--- Record excerpts ---
^^^^^^^^

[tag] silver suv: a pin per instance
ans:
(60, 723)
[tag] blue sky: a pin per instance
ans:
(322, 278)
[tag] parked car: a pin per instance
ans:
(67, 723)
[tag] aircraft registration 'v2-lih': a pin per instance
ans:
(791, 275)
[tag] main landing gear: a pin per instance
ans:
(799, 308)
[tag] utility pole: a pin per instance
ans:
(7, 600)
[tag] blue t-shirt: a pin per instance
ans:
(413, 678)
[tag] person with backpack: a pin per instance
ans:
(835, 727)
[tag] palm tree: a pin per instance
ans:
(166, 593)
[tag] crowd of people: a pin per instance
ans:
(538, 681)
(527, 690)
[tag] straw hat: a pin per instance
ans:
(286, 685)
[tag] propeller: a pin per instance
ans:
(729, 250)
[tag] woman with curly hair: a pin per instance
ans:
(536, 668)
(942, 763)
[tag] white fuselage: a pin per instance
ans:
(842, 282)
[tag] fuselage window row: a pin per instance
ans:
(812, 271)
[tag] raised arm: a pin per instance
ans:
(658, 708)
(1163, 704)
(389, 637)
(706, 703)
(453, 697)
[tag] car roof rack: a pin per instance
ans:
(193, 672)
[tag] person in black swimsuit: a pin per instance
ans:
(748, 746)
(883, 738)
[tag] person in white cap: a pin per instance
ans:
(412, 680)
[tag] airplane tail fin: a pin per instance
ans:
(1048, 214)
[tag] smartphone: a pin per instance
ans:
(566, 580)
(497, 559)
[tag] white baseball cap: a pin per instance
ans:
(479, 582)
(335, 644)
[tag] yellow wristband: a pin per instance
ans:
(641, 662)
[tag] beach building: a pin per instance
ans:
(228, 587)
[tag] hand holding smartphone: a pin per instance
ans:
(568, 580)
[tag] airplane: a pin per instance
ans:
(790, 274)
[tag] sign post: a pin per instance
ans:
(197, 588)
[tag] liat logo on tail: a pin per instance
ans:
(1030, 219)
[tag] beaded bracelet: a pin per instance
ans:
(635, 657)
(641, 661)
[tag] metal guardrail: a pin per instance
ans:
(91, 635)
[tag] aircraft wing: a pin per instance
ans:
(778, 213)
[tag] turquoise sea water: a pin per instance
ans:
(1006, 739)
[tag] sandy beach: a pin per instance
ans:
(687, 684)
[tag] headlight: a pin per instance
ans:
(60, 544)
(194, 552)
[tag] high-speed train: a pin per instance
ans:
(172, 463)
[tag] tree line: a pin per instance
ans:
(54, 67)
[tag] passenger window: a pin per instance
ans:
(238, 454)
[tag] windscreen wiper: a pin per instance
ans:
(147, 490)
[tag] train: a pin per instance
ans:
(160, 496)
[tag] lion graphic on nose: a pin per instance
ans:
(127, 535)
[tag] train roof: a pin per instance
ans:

^^^^^^^^

--- Work required ---
Convert the entire listing above into a numbered list, leaving out any blank lines.

--- Task solution ---
1. [tag] silver suv: a pin per instance
2. ans:
3. (60, 723)
4. [tag] blue sky: a pin per instance
5. ans:
6. (322, 278)
7. [tag] parked car: a pin per instance
8. ans:
9. (67, 723)
10. [tag] aircraft registration 'v2-lih': a pin per instance
11. ans:
12. (791, 275)
13. [tag] main landing gear: a pin per instance
14. ans:
15. (799, 308)
16. [tag] utility pole: a pin per instance
17. ans:
18. (7, 600)
19. [tag] blue t-shirt: a pin per instance
20. ans:
21. (413, 678)
22. [tag] person with backpack: a pin per instance
23. ans:
24. (835, 727)
25. [tag] palm tree: a pin per instance
26. ans:
27. (166, 593)
28. [tag] crowd of people: a pin per instance
29. ans:
30. (538, 681)
31. (527, 690)
32. [tag] straw hat: a pin per instance
33. ans:
34. (286, 685)
35. [tag] propeller: a pin per instance
36. ans:
37. (729, 250)
38. [tag] woman with curly hair: a pin per instance
39. ans:
40. (536, 668)
41. (942, 763)
42. [tag] white fuselage: a pin per instance
43. ans:
44. (842, 282)
45. [tag] fuselage window row: a pin per instance
46. ans:
47. (812, 271)
48. [tag] raised arm: a pin per instance
49. ans:
50. (658, 708)
51. (1163, 704)
52. (389, 637)
53. (706, 703)
54. (453, 697)
55. [tag] car roof rack: a pin per instance
56. ans:
57. (193, 672)
58. [tag] person in black swimsuit: a pin per instance
59. ans:
60. (748, 746)
61. (883, 738)
62. [tag] person in white cap: a pin per instance
63. ans:
64. (412, 680)
65. [tag] airplane tail fin: a pin per instance
66. ans:
67. (1048, 214)
68. [tag] smartphone: a pin per instance
69. ans:
70. (566, 580)
71. (497, 559)
72. [tag] white baseball cap: a pin per instance
73. ans:
74. (479, 582)
75. (335, 644)
76. [tag] yellow wristband: a pin per instance
77. ans:
78. (641, 662)
79. [tag] beach building: a pin per instance
80. ans:
81. (228, 587)
82. [tag] hand holding smartphone: a pin per instance
83. ans:
84. (568, 580)
85. [tag] airplane: a pin per instance
86. ans:
87. (790, 274)
88. [tag] sign post: a pin per instance
89. ans:
90. (197, 588)
91. [tag] liat logo on tail: a pin per instance
92. ans:
93. (1030, 219)
94. [tag] beaded bracelet: a pin per instance
95. ans:
96. (635, 657)
97. (641, 661)
98. [tag] metal guardrail: a pin per instance
99. ans:
100. (91, 635)
101. [tag] aircraft wing: a pin per instance
102. ans:
103. (778, 213)
104. [tag] turquoise sea water: a pin per instance
105. ans:
106. (1006, 739)
107. [tag] sandy beach: a pin per instance
108. ans:
109. (687, 684)
110. [tag] headlight: a pin per instance
111. ans:
112. (60, 544)
113. (194, 552)
114. [tag] high-speed train: a pin per instance
115. ans:
116. (172, 463)
117. [tag] tree line: a pin per instance
118. ans:
119. (54, 67)
120. [tag] passenger window: a pin per instance
121. ans:
122. (238, 454)
123. [tag] windscreen wiper: a pin per instance
124. ans:
125. (147, 490)
126. [tag] train: a pin per instance
127. ans:
128. (160, 496)
129. [tag] lion graphic on nose: a pin per instance
130. ans:
131. (127, 535)
132. [tag] train roof: a pin per instance
133. ans:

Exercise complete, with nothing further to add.